YOUR TASK:
Where a line contains the word "tent", copy that line from the records below.
___ DATASET EXCERPTS ___
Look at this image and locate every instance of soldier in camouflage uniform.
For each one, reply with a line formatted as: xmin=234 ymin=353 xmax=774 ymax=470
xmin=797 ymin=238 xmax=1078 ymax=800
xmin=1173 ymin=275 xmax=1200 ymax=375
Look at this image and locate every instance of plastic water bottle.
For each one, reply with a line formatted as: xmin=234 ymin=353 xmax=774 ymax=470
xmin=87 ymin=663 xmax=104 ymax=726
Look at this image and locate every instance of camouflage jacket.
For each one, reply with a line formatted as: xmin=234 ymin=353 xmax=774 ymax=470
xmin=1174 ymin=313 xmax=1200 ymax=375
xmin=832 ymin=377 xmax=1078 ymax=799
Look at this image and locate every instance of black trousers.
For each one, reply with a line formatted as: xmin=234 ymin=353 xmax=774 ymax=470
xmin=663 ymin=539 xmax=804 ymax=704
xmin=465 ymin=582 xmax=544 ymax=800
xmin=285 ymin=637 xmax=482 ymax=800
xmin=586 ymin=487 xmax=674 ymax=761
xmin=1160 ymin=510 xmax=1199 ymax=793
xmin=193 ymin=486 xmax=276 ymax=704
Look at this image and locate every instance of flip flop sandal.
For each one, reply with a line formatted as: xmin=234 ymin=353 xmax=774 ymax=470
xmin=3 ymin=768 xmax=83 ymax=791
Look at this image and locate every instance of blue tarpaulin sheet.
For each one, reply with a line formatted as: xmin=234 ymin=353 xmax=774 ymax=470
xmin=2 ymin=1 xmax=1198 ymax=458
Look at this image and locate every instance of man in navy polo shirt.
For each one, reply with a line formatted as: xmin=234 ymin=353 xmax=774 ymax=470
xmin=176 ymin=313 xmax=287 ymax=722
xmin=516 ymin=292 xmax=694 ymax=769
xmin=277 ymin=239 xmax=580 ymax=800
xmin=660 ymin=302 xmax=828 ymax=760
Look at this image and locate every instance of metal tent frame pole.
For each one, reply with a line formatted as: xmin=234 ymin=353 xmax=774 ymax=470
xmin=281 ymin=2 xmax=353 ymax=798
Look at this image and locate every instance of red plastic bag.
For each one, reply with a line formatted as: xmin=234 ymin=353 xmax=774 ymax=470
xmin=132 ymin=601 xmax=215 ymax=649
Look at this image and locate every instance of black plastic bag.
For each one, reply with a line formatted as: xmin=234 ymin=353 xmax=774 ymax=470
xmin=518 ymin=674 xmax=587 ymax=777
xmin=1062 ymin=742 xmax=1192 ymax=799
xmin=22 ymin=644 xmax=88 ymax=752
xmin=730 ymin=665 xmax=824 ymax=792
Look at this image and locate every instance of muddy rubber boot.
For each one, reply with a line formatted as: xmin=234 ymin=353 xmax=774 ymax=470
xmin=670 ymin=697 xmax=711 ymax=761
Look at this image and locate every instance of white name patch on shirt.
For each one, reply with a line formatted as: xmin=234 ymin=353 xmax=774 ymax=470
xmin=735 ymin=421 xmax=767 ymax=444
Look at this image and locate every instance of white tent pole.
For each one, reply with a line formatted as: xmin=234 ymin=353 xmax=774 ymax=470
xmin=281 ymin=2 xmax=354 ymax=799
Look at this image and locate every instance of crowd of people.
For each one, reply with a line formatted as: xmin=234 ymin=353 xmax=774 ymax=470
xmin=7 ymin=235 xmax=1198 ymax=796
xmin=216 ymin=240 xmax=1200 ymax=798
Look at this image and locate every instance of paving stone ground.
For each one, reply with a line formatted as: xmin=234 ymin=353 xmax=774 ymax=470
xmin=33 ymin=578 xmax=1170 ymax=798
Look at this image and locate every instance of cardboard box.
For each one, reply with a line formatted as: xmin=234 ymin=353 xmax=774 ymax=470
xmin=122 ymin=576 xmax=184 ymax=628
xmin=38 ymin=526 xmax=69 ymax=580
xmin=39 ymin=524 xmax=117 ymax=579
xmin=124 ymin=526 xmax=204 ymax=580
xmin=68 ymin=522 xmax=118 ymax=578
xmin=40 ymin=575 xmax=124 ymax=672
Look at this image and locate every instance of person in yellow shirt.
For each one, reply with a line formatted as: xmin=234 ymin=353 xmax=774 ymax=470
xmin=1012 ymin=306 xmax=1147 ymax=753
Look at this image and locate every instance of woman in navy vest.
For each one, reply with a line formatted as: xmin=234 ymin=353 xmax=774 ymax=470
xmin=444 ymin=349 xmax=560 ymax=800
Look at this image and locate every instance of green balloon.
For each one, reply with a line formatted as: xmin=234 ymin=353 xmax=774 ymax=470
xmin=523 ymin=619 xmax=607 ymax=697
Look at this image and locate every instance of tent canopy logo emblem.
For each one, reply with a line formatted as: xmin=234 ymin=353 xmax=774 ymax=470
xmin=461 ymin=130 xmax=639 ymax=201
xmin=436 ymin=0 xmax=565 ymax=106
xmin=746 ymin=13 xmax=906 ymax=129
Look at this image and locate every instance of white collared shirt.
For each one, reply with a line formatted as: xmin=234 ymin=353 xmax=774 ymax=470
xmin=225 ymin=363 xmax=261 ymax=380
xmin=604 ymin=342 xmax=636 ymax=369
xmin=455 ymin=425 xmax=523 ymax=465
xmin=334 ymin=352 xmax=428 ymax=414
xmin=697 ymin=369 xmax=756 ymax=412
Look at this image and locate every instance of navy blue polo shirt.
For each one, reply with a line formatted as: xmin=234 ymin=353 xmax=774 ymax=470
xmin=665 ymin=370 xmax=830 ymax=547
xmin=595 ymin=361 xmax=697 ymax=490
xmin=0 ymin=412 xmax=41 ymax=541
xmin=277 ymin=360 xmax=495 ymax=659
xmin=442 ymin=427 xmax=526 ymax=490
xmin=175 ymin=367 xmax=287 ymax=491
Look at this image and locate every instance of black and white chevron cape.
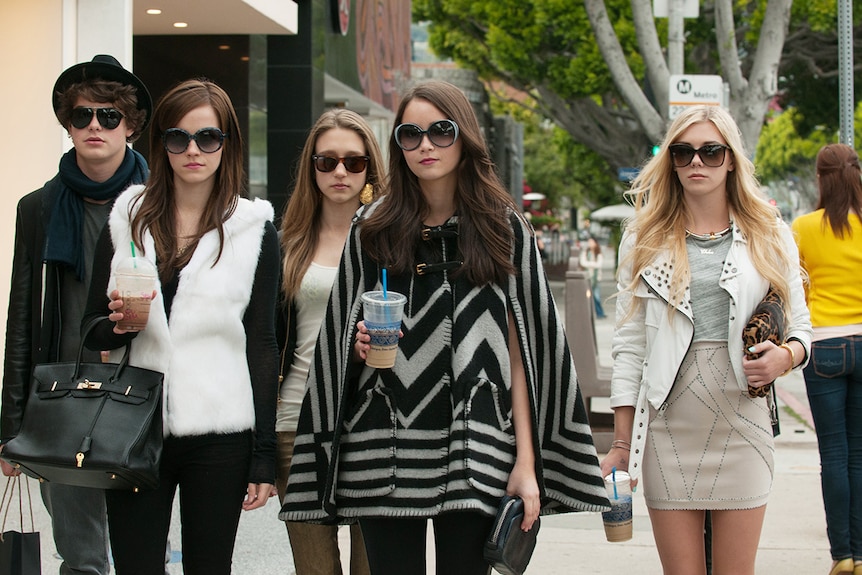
___
OUTPUT OF THE TASK:
Look at this image and locate every instance of metal tent frame pole.
Look at this image and locate every instance of white tent pole.
Look at this image and locate every instance of tent canopy logo emblem.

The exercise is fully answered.